→ Written request: Beginning at the line containing "purple thistle flower", output every line to the end of the data below exactly as it appears.

→ Task material:

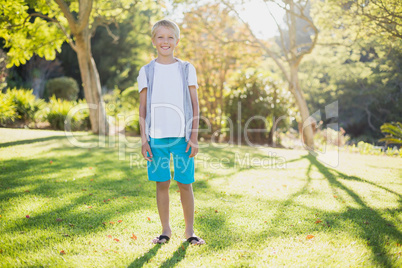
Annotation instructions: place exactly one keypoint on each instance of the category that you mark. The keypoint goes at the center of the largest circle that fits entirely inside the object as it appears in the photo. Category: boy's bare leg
(162, 200)
(187, 201)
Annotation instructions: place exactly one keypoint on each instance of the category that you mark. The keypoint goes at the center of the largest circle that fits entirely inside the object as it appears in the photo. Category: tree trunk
(306, 133)
(307, 130)
(91, 83)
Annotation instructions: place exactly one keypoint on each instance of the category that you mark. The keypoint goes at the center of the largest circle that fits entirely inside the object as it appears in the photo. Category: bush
(58, 110)
(7, 109)
(65, 88)
(25, 103)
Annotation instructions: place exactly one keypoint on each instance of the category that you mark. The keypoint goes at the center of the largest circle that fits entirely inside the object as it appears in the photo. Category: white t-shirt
(167, 116)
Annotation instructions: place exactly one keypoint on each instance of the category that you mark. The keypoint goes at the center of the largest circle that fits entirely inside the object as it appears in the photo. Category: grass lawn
(91, 207)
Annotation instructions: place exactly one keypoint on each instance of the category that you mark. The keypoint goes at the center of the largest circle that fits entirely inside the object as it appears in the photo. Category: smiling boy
(169, 125)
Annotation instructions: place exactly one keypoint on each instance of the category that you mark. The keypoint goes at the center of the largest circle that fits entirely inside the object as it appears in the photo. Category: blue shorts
(159, 167)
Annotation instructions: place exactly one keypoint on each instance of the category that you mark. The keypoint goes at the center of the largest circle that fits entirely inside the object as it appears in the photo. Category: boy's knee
(162, 185)
(185, 187)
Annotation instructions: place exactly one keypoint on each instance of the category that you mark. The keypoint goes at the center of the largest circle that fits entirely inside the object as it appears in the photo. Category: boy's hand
(193, 143)
(146, 149)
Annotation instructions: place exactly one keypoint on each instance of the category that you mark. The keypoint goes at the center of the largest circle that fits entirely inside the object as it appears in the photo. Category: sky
(257, 16)
(255, 13)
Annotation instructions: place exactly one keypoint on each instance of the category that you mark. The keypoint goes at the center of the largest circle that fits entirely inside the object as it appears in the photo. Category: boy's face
(165, 41)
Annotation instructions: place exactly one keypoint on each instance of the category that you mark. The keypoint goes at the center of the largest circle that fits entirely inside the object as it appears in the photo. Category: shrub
(25, 103)
(7, 109)
(393, 131)
(58, 110)
(65, 88)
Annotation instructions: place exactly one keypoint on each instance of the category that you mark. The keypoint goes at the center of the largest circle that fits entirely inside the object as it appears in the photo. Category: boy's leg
(162, 200)
(187, 201)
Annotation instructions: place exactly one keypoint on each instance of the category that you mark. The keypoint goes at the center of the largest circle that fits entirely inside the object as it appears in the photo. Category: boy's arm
(143, 112)
(194, 133)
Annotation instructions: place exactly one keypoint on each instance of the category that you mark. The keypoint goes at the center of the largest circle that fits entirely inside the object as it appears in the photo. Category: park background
(60, 203)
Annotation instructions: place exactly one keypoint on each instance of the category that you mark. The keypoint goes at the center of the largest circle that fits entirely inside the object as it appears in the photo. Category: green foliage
(261, 95)
(394, 131)
(65, 88)
(25, 103)
(7, 109)
(57, 111)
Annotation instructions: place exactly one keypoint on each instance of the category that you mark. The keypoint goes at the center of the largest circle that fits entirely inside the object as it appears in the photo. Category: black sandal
(163, 237)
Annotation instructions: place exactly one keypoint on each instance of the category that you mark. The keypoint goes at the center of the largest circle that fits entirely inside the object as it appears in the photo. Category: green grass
(249, 215)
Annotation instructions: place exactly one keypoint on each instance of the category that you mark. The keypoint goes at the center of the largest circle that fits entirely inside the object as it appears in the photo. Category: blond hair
(166, 23)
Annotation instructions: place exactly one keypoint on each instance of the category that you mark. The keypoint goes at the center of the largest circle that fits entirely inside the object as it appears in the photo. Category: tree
(394, 133)
(40, 27)
(291, 52)
(214, 40)
(353, 20)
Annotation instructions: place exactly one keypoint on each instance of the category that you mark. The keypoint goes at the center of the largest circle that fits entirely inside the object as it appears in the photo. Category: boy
(169, 124)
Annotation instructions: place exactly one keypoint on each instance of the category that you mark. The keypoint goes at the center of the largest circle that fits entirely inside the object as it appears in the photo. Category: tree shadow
(141, 261)
(377, 237)
(177, 256)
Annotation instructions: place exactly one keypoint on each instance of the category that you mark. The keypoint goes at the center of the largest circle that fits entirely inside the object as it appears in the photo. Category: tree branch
(263, 46)
(72, 22)
(84, 13)
(70, 41)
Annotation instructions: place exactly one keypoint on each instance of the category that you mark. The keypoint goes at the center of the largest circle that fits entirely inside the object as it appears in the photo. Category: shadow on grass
(367, 222)
(377, 234)
(141, 261)
(177, 256)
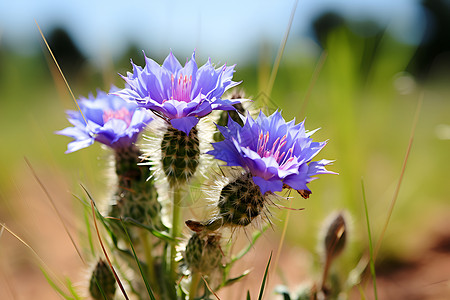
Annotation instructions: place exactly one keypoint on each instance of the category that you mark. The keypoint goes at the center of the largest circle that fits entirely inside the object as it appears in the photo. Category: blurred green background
(352, 78)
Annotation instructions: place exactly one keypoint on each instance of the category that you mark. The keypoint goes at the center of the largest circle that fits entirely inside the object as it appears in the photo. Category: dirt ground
(27, 212)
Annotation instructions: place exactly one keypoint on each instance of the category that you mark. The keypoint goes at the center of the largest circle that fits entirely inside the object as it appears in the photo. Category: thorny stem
(175, 229)
(195, 280)
(147, 245)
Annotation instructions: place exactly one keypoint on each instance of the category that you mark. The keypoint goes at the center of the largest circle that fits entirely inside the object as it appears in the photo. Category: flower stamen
(181, 89)
(121, 114)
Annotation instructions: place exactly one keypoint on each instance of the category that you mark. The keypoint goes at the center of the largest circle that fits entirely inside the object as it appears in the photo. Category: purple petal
(184, 124)
(268, 185)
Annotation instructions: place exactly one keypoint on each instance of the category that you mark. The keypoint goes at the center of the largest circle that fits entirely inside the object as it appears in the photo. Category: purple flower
(110, 121)
(277, 154)
(180, 95)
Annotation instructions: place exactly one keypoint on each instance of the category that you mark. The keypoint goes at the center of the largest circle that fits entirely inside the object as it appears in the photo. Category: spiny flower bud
(180, 155)
(102, 284)
(240, 201)
(203, 253)
(136, 197)
(335, 237)
(126, 165)
(139, 203)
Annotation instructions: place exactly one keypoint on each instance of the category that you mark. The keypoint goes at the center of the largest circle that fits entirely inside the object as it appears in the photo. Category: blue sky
(230, 28)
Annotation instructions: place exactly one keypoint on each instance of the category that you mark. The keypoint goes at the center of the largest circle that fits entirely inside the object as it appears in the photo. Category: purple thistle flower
(179, 95)
(110, 121)
(277, 154)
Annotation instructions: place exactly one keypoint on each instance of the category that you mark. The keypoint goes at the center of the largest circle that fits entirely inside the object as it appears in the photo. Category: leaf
(263, 284)
(147, 285)
(230, 281)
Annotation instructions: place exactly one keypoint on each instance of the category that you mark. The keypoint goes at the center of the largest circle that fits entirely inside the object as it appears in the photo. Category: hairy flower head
(107, 119)
(276, 153)
(179, 95)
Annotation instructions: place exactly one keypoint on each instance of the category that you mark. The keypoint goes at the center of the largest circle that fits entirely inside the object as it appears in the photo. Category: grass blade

→ Worked answer:
Annotation instructions: place exactly one keypoint on each instance of the category that you mark. The keypoint goes at the center of the largest circle that fits entirely inside the object as it appears in the photo. Category: purple thistle flower
(179, 95)
(110, 121)
(277, 154)
Annotation instructions: place exactly one keypoint on each instance of the category that you mark. The keypoint goes at the center of the largest circle that fits entirely inside the object as it appears in the photo. Category: leaf
(263, 284)
(147, 285)
(230, 281)
Annotation instructions: place exactly one keypoint on each instance of the category that you mark. The keypoint goes at the center of the largest circle that fits entirely inside the object as it appears in the photo. Category: hairy flower head
(107, 119)
(276, 153)
(179, 95)
Annotation instructions: place exactly one keypoint on each instance of the category that you mark. The keypoint goes at the center of the largest circle that fits entirely inside the object as it appears in the photo. Category: grass blade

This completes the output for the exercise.